═══ TRECHO FORNECIDO

Com a completa ausência da Funai no município, os Jaminawa ficaram sem o apoio para obter combustível em suas viagens de volta às aldeias após terem ido à cidade para sacar seus benefícios sociais e realizar as compras do mês. “Os Jaminawa têm uma intensa mobilidade, no entanto eles não iam para a cidade para morar ou passar longo tempo”, analisa a antropóloga. “O fechamento do posto da Funai os deixou muito abandonados.”
A reportagem procurou a assessoria de imprensa da Funai para comentar a situação, mas o órgão não respondeu às perguntas enviadas.
A não demarcação de duas terras indígenas reivindicadas pelos Jaminawa em Sena Madureira é outro fator a deixar o povo numa situação ainda mais vulnerável e de insegurança. A espera de duas décadas pelo reconhecimento do território faz com que as áreas vizinhas às aldeias sejam invadidas pelos ribeirinhos vizinhos para ampliar seus roçados e pastagens, além da entrada de caçadores clandestinos – o que reduz a oferta de caça para os Jaminawa.
“A fauna nas áreas onde moram os Jaminawa mudou muito. Hoje, para caçar, é muito mais trabalhoso. Essa relação deles com a caça e a pesca mudou muito por conta da seca, da enchente, da extinção de animais nas terras Jaminawa”, diz Fátima Ferreira.

══════
═══ ITENS FORNECIDOS

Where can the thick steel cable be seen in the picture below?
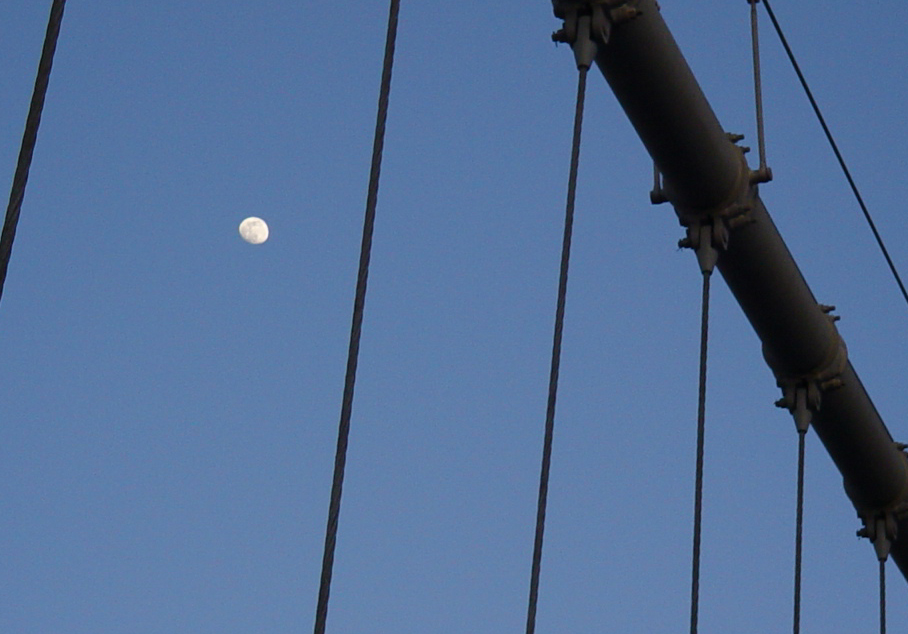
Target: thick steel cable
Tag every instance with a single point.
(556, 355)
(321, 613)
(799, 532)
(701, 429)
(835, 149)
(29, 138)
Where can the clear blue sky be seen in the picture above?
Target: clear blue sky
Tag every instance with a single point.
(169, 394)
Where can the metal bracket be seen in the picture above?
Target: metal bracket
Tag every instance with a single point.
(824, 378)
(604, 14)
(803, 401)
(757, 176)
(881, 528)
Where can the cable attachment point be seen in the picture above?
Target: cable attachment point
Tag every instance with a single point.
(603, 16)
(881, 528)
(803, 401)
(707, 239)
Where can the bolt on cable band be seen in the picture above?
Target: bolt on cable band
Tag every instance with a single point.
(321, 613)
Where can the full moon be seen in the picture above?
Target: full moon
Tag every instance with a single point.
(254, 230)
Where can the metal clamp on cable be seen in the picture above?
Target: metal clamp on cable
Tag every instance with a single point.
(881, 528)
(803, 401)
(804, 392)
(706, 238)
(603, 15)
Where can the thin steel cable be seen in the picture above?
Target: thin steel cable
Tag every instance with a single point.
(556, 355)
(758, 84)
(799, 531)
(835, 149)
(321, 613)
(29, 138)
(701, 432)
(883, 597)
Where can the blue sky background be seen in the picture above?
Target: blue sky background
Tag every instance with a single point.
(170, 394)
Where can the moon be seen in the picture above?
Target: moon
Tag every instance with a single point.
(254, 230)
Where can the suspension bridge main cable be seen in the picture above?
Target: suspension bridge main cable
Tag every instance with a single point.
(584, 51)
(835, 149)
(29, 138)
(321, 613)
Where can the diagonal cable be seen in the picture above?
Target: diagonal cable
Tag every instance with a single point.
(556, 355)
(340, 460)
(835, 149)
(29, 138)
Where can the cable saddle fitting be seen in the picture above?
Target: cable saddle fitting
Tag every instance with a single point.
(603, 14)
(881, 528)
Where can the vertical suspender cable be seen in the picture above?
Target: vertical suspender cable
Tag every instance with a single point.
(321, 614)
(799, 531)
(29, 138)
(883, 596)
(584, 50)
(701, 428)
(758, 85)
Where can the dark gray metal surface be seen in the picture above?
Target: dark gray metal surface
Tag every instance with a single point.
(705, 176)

══════

> [INSTRUÇÕES DO EXERCÍCIO]
A - Segundo a fala de Fátima Ferreira no trecho sobre os Jaminawa, quais fatores mudaram a relação desse povo com a caça e a pesca? Liste todos.
B - De acordo com o trecho sobre os Jaminawa, há quanto tempo o povo espera pelo reconhecimento do território?
C - Por favor, dê continuidade ao trecho sobre os Jaminawa a partir da última frase apresentada.

> [RESULTADOS POR TAREFA]
A - A seca, a enchente e a extinção de animais nas terras Jaminawa.

B - Há duas décadas.

C -
Outro efeito das mudanças climáticas nas comunidades indígenas são as alterações nas temperaturas, que estão cada vez mais elevadas nas épocas quentes e baixas nos dias de friagem que chegam ao Sul da Amazônia nos meses de junho e julho. No ambiente da floresta, a sensação térmica nos dias de frio é ainda mais baixa.
Além de colocar em risco a segurança alimentar e hídrica dos povos indígenas, os eventos climáticos extremos também causam sérios impactos na relação ancestral deles com a floresta. Se antes era possível ter uma certa previsibilidade sobre a ocorrência de inundações ou estiagem – com base apenas na observação e convívio com o ambiente – hoje está mais difícil, sobretudo para os mais velhos, saber como a natureza vai se comportar nos meses do verão e inverno amazônicos.
“Estes eventos não eram comuns com esta regularidade. Isso é muito complicado porque os indígenas nem estão sabendo como é que se comportam, pois como tem muita alteração dos ciclos naturais de chuva, então isso também está muito confuso pra eles”, diz a professora e indigenista Vera Olinda, coordenadora-executiva da Comissão Pró-Índio do Acre (CPI-Acre).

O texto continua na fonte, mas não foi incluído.